### Material supplied
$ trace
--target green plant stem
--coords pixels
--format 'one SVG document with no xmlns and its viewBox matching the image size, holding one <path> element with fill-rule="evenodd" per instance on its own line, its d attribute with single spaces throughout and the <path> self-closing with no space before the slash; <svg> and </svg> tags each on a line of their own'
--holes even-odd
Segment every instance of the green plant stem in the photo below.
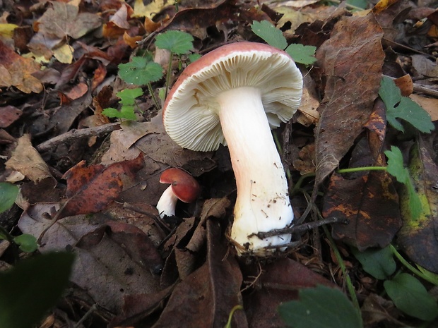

### What you are asked to do
Render the material above as a JSON list of strings, with one string per line and blank lines omitted. Leave the picture out of the list.

### Complete response
[
  "$ trace",
  "--target green plant stem",
  "--coords pixels",
  "--format 'one SVG document with no xmlns and its viewBox matching the image size, holding one <path> element with fill-rule=\"evenodd\" per instance on its own line, its d attribute with single spaces throughout and the <path> self-closing with no space before the slash; <svg> and </svg> tags each on a line of their own'",
  "--holes even-odd",
  "Segment every instance of the green plant stem in the photo below."
]